TEXTE DE LECTURE ::
----------
Alors que le gouvernement Rajapakse prévoit de faire peser tout le poids de cette crise sur les masses, la colère de la classe ouvrière monte contre la destruction de centaines de milliers d'emplois et l’attaque des salaires et des retraites par les employeurs. Les travailleurs des industries de l'habillement, des secteurs de la santé et de l’aide sociale ont déjà protesté et fait grève contre ces attaques.
Rajapakse est devenu président en novembre dernier à la suite de la vague croissante de grèves et de manifestations des travailleurs qui fait éclater le régime de Sirisena-Wickremesinghe. Rajapakse a promis à la grande entreprise une gestion «forte et stable», mais lui et son gouvernement minoritaire dirigé par le Sri Lanka Podujana Peramuna (SLPP) savent très bien qu'ils ont assis sur une poudrière politique.
La réaction de Rajapakse à la pandémie de coronavirus a été de saper davantage les droits démocratiques et d'étendre les pouvoirs des militaires. Il a nommé le chef de l'armée, le général Shavendra Silva, à la tête du Centre national d'opérations pour la prévention du COVID-19 et a mobilisé en grand nombre l'armée et son appareil de renseignement à Colombo. Des généraux ont été nommés à la tête de l'autorité portuaire, des douanes et du ministère de la Santé, et nommés gouverneurs de plusieurs provinces. Le gouvernement attise également délibérément des tensions communautaristes anti-tamoules et anti-musulmanes pour diviser et faire dérailler l'opposition sociale montante.
Aucun parti d'opposition ne s'est opposé au groupe de travail de Rajapakse dirigé par l'armée ni à son programme dictatorial. Ces trois derniers mois, le Parti national uni (UNP), Samagi Jana Balavegaya (SJB), Janatha Vimukthi Peramuna, l’Alliance nationale tamoule (TNA) et les partis musulmans ont tous participé à deux réunions multipartites avec le Premier ministre Mahinda Rajapakse et ont promis leur soutien à la soi-disant lutte du gouvernement contre la pandémie.
Le mois dernier, l'UNP, le SJB, la TNA et les partis musulmans ont également signé une lettre exhortant Rajapakse à convoquer à nouveau le Parlement, dissous en raison des élections nationales imminentes. Ils se sont engagés à ne pas renverser le gouvernement et à adopter toute législation requise par lui. Aucun des partis d'opposition du Sri Lanka ne défend les droits démocratiques des travailleurs et des pauvres.
----------
DONNÉES ::
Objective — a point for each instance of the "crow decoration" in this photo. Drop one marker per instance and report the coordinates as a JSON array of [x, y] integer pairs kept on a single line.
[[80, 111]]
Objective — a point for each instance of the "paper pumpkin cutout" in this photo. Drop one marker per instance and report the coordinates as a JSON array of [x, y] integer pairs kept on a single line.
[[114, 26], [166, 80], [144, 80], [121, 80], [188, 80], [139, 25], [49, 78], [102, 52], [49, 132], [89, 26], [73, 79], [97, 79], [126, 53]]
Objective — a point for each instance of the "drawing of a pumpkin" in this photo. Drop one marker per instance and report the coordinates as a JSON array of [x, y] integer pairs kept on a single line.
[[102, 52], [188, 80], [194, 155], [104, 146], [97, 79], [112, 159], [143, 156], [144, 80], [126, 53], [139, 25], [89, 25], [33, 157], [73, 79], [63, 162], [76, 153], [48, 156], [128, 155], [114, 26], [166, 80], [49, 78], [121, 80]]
----------
LISTE DES TÂCHES ::
a – Répondez à ces questions sur le texte consacré au Sri Lanka :
(i) À quel moment Rajapakse est-il devenu président ?
(ii) Qui a été placé à la tête du Centre national d'opérations pour la prévention du COVID-19 ?
(iii) À combien de réunions multipartites avec le Premier ministre Mahinda Rajapakse les partis d'opposition ont-ils pris part ?
b – Recopiez sans rien changer le passage du texte consacré au Sri Lanka qui commence aux mots « Alors que le » et s'arrête après « contre ces attaques. ».
Ces données sont tirées d'une autre source.

VOS RÉPONSES ::
a –
(i) En novembre dernier.
(ii) Le chef de l'armée, le général Shavendra Silva.
(iii) À deux réunions.

b –
Alors que le gouvernement Rajapakse prévoit de faire peser tout le poids de cette crise sur les masses, la colère de la classe ouvrière monte contre la destruction de centaines de milliers d'emplois et l’attaque des salaires et des retraites par les employeurs. Les travailleurs des industries de l'habillement, des secteurs de la santé et de l’aide sociale ont déjà protesté et fait grève contre ces attaques.